___ Conjunto de datos ___

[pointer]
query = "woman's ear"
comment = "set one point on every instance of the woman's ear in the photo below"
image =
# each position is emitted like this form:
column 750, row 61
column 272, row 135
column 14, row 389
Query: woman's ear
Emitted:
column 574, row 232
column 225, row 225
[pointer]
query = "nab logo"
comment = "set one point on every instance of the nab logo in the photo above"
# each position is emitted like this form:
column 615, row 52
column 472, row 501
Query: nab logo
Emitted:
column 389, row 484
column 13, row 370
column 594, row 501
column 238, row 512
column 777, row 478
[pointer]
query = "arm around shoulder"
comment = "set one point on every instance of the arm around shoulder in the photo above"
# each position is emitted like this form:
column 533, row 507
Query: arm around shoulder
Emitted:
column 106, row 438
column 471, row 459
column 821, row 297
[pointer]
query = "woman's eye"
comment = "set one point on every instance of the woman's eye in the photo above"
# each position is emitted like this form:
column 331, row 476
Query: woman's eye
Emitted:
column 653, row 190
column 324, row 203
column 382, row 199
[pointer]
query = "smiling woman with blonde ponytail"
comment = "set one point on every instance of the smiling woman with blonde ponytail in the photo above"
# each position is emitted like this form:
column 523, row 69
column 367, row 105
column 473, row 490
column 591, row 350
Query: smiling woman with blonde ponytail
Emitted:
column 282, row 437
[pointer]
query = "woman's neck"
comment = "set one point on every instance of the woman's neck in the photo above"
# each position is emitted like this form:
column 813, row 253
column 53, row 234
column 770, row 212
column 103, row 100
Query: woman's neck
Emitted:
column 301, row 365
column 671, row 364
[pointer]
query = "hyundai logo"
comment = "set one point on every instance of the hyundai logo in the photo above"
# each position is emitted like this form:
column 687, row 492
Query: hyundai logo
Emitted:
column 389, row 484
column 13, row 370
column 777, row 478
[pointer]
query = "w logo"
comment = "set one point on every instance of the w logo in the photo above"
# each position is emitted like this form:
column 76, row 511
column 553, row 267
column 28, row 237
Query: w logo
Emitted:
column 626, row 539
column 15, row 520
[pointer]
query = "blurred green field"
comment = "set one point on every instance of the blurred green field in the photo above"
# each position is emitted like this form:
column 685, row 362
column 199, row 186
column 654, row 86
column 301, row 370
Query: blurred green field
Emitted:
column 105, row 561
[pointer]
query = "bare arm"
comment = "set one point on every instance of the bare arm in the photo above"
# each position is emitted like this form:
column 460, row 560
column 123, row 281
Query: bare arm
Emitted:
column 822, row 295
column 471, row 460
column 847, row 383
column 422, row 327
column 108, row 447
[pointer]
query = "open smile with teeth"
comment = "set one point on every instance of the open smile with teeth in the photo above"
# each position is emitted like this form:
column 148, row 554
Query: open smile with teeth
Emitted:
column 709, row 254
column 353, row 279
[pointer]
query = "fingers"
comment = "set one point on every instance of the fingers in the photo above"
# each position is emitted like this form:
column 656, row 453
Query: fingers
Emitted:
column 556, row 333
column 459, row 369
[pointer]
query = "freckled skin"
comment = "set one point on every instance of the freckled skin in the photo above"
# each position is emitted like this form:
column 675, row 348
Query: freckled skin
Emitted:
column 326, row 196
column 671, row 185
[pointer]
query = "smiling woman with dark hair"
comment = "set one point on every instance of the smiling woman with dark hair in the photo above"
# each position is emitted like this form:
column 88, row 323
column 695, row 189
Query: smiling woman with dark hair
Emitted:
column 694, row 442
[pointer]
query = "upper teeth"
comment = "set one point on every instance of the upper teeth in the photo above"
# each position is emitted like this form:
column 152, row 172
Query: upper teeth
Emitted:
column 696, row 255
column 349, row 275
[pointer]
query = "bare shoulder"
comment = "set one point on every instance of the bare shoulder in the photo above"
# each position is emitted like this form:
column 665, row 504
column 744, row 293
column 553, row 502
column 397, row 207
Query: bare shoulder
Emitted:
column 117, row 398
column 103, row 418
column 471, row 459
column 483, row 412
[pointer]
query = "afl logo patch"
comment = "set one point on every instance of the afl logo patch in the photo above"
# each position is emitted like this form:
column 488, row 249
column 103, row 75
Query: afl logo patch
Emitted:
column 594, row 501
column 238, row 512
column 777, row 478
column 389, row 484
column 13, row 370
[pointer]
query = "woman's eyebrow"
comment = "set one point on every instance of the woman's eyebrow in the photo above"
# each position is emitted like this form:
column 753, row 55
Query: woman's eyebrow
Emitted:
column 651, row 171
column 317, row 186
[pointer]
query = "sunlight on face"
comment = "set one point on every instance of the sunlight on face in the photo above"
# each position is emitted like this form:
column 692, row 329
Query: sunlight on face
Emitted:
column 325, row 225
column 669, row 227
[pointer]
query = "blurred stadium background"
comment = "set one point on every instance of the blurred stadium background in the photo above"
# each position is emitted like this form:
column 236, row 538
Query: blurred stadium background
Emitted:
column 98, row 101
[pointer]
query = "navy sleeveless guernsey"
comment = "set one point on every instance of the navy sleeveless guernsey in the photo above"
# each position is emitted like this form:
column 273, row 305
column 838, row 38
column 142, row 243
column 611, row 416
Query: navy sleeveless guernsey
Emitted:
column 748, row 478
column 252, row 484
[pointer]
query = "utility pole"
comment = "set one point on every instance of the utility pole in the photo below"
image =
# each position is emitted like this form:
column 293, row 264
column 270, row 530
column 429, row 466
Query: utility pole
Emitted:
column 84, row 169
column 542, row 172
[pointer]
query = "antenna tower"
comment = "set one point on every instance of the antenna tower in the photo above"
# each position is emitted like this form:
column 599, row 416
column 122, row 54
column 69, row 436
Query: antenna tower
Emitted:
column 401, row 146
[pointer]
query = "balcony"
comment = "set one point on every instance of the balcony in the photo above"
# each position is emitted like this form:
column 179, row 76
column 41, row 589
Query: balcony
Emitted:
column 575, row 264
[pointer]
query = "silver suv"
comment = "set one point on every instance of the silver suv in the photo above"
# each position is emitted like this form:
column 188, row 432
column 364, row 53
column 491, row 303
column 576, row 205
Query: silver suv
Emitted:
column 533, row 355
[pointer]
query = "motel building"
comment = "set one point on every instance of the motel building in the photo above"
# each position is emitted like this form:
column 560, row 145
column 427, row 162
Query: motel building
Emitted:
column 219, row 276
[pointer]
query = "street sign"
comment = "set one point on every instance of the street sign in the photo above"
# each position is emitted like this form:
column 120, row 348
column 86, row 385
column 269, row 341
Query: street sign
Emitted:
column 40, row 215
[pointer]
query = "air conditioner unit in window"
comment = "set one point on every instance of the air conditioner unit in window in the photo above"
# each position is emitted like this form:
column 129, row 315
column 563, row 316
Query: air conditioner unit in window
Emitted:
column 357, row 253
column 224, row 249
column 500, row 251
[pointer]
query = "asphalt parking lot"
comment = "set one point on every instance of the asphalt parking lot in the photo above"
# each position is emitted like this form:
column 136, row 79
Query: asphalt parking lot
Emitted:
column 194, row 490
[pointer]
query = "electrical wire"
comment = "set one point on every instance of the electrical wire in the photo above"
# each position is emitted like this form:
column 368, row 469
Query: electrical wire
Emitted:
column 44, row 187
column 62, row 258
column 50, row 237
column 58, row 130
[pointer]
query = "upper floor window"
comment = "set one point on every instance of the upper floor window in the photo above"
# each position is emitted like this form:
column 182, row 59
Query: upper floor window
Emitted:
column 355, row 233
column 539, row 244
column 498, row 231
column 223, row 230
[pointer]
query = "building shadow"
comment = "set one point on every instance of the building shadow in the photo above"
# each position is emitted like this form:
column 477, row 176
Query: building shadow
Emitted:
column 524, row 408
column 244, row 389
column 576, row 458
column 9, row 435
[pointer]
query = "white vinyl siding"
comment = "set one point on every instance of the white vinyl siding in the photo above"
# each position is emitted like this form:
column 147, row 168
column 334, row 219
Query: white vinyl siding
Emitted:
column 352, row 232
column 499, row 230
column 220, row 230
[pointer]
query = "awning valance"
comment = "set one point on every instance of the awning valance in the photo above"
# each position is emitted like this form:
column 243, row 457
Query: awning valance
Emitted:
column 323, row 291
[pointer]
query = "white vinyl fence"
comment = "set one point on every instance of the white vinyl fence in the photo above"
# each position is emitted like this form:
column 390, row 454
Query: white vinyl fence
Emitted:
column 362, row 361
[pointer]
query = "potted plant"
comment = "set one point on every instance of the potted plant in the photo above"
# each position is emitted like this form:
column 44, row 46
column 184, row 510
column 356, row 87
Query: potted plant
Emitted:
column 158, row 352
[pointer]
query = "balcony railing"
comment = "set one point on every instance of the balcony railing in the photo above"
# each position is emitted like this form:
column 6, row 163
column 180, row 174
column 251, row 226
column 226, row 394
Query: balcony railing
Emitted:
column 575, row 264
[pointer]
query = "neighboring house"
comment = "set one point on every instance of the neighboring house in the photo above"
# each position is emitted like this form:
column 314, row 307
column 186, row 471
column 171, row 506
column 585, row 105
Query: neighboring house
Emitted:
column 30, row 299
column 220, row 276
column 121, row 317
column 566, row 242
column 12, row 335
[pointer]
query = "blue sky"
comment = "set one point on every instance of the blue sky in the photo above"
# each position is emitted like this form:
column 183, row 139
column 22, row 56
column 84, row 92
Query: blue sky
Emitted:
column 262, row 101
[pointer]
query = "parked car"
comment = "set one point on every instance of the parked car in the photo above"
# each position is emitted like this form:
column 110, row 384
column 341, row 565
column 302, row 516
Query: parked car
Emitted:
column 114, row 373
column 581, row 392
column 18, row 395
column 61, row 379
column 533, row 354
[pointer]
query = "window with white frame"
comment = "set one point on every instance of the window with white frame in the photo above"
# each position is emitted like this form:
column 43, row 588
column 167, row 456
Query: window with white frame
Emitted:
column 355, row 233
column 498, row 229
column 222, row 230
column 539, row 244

___

**Requisitos del ejercicio**
Determine cuántas líneas de los datos anteriores contienen la cadena "asphalt", teniendo en cuenta la distinción entre mayúsculas y minúsculas. Indique únicamente el número.

**Solución del ejercicio**
3